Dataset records

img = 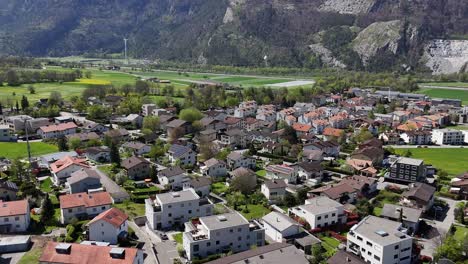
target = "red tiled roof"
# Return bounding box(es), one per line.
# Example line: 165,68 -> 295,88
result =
88,208 -> 128,228
39,122 -> 78,133
60,192 -> 112,209
0,200 -> 29,217
50,156 -> 89,173
39,242 -> 138,264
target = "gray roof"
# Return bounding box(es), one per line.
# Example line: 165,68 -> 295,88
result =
380,204 -> 422,223
207,243 -> 309,264
299,196 -> 343,214
156,189 -> 200,204
262,212 -> 299,232
348,215 -> 411,246
200,212 -> 249,230
67,169 -> 101,184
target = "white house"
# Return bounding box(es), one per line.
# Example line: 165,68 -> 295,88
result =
50,156 -> 90,185
60,192 -> 113,224
289,196 -> 346,229
37,122 -> 77,139
183,212 -> 265,260
0,199 -> 31,234
262,212 -> 302,243
200,158 -> 227,178
145,189 -> 214,230
167,144 -> 197,166
261,179 -> 288,202
87,208 -> 128,245
346,215 -> 413,264
158,166 -> 190,190
432,128 -> 465,145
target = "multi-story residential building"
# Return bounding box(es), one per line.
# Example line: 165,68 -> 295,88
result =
260,179 -> 288,202
200,158 -> 227,178
39,242 -> 143,264
400,130 -> 432,145
227,151 -> 255,170
122,156 -> 151,180
265,164 -> 297,183
387,157 -> 426,182
346,216 -> 413,264
167,144 -> 197,166
37,122 -> 78,139
0,199 -> 31,234
289,196 -> 346,229
66,169 -> 102,193
86,208 -> 128,245
60,192 -> 113,224
432,128 -> 465,145
262,212 -> 302,243
50,156 -> 89,185
145,189 -> 214,230
158,166 -> 189,190
183,212 -> 265,260
0,125 -> 17,142
400,182 -> 436,212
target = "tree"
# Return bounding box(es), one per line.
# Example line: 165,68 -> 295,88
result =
179,108 -> 203,123
47,91 -> 63,106
110,142 -> 121,167
40,193 -> 55,224
142,116 -> 160,133
57,137 -> 69,151
21,95 -> 29,111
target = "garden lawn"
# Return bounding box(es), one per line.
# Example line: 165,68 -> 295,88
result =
114,202 -> 145,218
238,204 -> 270,220
0,142 -> 58,159
211,182 -> 229,194
396,148 -> 468,176
418,88 -> 468,105
172,233 -> 183,245
454,225 -> 468,242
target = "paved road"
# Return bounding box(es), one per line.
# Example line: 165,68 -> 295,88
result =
128,221 -> 159,264
94,166 -> 130,199
420,197 -> 460,256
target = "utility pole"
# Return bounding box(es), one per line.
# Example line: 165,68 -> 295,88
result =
124,38 -> 128,64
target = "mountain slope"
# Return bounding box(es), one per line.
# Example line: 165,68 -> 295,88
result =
0,0 -> 468,70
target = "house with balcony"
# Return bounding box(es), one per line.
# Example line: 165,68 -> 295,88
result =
183,212 -> 265,260
145,188 -> 214,230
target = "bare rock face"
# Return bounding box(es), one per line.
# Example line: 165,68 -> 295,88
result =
319,0 -> 376,15
353,20 -> 403,64
309,44 -> 346,69
423,39 -> 468,74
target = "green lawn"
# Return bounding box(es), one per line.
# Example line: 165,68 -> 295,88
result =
114,202 -> 145,218
454,225 -> 468,242
238,204 -> 270,220
396,148 -> 468,175
0,142 -> 58,159
172,233 -> 183,245
211,182 -> 229,194
418,88 -> 468,105
18,248 -> 42,264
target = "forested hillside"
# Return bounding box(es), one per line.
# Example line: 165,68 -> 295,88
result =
0,0 -> 468,71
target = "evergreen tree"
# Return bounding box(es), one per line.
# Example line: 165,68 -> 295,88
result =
41,193 -> 55,224
110,142 -> 121,167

Short exercise: Return every line of these records exactly as they stand, leaving out the pictures.

Solution for this problem:
img = 
target = "red tiled roof"
# Return bounding box(es), one per line.
# Example line: 165,68 -> 295,88
result =
88,208 -> 128,228
39,122 -> 78,133
60,192 -> 112,209
0,200 -> 29,217
50,156 -> 89,173
39,242 -> 138,264
target = "gray roof"
# Return bounding box(es), one per line.
# Example line: 165,68 -> 295,88
result =
380,204 -> 422,223
207,243 -> 309,264
299,196 -> 343,214
156,189 -> 200,204
262,212 -> 299,232
348,215 -> 411,246
200,212 -> 249,230
67,169 -> 101,184
target = "white house"
# Return bounding box(es), one per line.
# Example line: 165,68 -> 295,88
result =
50,156 -> 90,185
60,192 -> 113,224
289,196 -> 346,229
37,122 -> 77,139
183,212 -> 265,260
0,199 -> 31,234
262,212 -> 302,243
200,158 -> 227,178
145,189 -> 214,230
167,144 -> 197,166
261,179 -> 288,202
87,208 -> 128,245
346,215 -> 413,264
158,166 -> 190,190
432,128 -> 465,145
target = "multi-story residential building"
# Return bounding box(es), one per line.
# Example line: 165,68 -> 295,88
result =
260,179 -> 288,202
200,158 -> 227,178
39,242 -> 143,264
400,130 -> 432,145
227,151 -> 255,170
122,156 -> 151,180
265,164 -> 297,183
387,157 -> 426,182
346,216 -> 413,264
167,144 -> 197,166
37,122 -> 78,139
0,199 -> 31,234
289,196 -> 346,229
66,169 -> 102,193
86,208 -> 128,245
60,192 -> 113,224
432,128 -> 465,145
262,212 -> 302,243
50,156 -> 89,185
145,189 -> 214,230
158,166 -> 189,190
183,212 -> 265,260
0,125 -> 17,142
400,182 -> 436,212
target = "tree"
# Return bounding box(es), one per line.
# Example line: 165,68 -> 295,88
result =
179,108 -> 203,123
47,91 -> 63,106
110,142 -> 121,167
40,193 -> 55,224
142,116 -> 160,133
57,137 -> 69,151
21,95 -> 29,111
target = "garden lawn"
# Return bounding box(es), one per line.
# Example line: 165,68 -> 295,88
result =
114,202 -> 145,218
238,204 -> 270,220
0,142 -> 58,159
211,182 -> 229,194
396,148 -> 468,176
418,88 -> 468,105
172,233 -> 183,245
454,225 -> 468,242
target = "paved road"
# Return bounding box(es), one per line.
# Example line: 165,68 -> 295,88
result =
128,221 -> 159,264
94,166 -> 130,199
420,197 -> 460,256
target = "utility pole"
# Return bounding box(es), one per line.
# Example line: 165,68 -> 295,88
result =
124,38 -> 128,64
target = "mountain slope"
# Return bounding box(es), one per line.
# Example line: 165,68 -> 295,88
result =
0,0 -> 468,70
target = "house with balcony"
# Return bounding box(es), one per line.
# Example line: 165,68 -> 295,88
result =
183,212 -> 265,260
145,188 -> 214,230
target = "bare rock face"
# Return bounding box(es), one per line.
# Example line: 165,68 -> 295,88
result =
319,0 -> 376,15
353,20 -> 403,64
309,44 -> 346,69
423,39 -> 468,74
target = "green lawn"
# Return bounding box(es), one per line.
# Example line: 165,68 -> 295,88
result =
114,202 -> 145,218
454,225 -> 468,242
238,204 -> 270,220
396,148 -> 468,175
0,142 -> 58,159
172,233 -> 183,245
211,182 -> 229,194
418,88 -> 468,105
18,248 -> 42,264
target = "forested hillside"
# Return bounding box(es), one per line.
# Example line: 165,68 -> 295,88
result =
0,0 -> 468,71
target = "evergreen tree"
# Return bounding box(es), one per line.
# Example line: 165,68 -> 295,88
result =
41,193 -> 55,224
110,142 -> 121,167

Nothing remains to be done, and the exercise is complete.